◆ What needs to be done ◆
Give the records back in full, exactly as they read.

Point-per-instance localization data:

━━━━━━━━━━

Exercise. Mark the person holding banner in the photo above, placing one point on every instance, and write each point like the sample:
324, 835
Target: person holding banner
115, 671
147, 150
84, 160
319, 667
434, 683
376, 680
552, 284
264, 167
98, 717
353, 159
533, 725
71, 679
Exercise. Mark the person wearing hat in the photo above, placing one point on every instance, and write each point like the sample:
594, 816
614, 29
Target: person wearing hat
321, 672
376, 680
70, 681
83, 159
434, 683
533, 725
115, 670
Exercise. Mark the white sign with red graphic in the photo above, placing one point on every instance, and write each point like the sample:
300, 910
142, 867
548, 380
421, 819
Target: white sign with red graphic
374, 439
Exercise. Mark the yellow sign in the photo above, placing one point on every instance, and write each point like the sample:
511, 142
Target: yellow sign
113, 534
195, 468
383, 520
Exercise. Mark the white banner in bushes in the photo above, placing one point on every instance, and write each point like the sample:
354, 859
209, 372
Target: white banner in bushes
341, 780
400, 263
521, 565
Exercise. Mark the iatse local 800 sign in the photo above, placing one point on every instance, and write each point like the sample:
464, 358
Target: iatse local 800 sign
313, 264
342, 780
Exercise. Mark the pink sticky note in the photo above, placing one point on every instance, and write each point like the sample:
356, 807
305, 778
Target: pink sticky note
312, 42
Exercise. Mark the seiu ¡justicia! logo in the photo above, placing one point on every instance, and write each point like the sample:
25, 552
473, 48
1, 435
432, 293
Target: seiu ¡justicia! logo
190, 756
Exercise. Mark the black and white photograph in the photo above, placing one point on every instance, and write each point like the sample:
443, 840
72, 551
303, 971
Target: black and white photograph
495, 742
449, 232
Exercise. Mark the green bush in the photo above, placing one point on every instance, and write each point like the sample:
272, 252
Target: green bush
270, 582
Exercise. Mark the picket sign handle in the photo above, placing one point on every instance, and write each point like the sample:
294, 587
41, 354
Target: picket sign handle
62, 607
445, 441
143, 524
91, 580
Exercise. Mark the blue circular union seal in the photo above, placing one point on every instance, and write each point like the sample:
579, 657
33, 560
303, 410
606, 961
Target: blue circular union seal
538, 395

━━━━━━━━━━

◆ Your response ◆
Exercise. Mark the person holding banner in the photo above, placing one point on every instance, and write each point like the sample:
324, 835
Target: person holding banner
115, 671
147, 150
84, 160
319, 667
434, 683
376, 680
552, 284
264, 167
98, 717
353, 159
533, 725
71, 679
Exercise. Mark the person wearing hat in the photo above, placing one point on every instance, and write each point like the sample:
594, 816
614, 29
Target: person wearing hat
321, 672
376, 680
70, 681
83, 159
434, 683
533, 725
115, 670
Exercise. Mark the white sign with red graphic in the photo above, placing one point on every instance, and write each point like the sample:
300, 910
142, 867
548, 380
421, 819
Target: white sign with red graphic
374, 439
Exercise. Mark the yellow sign in the photo above, placing one point on every instance, and write each point like the sample:
511, 142
Target: yellow sign
113, 534
195, 468
383, 520
Exercise. Mark the white banner in bushes in the photo above, placing one point on every instance, and write each point like the sample:
354, 859
209, 372
Target: white banner in bushes
341, 780
400, 263
521, 565
Exercise. Mark the iatse local 800 sign in the photo above, placing one point on every instance, and write each point like the sample:
464, 358
Target: iatse local 800 sign
313, 264
342, 780
Exercise. Mark the pink sticky note in the photo above, placing one point on every instance, and write each point like the sample:
356, 807
305, 778
Target: pink sticky note
312, 42
Exercise. Mark the seiu ¡justicia! logo in the photo above, placing one point on every instance, and write each point like the sample:
25, 552
473, 48
1, 435
432, 293
Target: seiu ¡justicia! logo
190, 756
Exercise. Mark the black and white photograph in the photo above, placing one point on every instance, and write each point like the sample:
443, 840
72, 551
303, 971
Target: black and white photograph
495, 742
449, 232
Exercise. Mark the green bush in the photo above, placing one point on every instance, and write each point like the sample:
272, 252
Target: green bush
270, 582
Exercise. Mark the picket sign handle in the photo above, placing one point on every instance, and write each point like the sample:
294, 587
41, 354
Target: picket sign handle
62, 607
445, 441
143, 524
91, 580
Exercise. Mark the blue circular union seal in the photo above, placing one point on every instance, and write each point like the sample:
579, 657
33, 560
303, 410
606, 961
Target: blue circular union seal
538, 395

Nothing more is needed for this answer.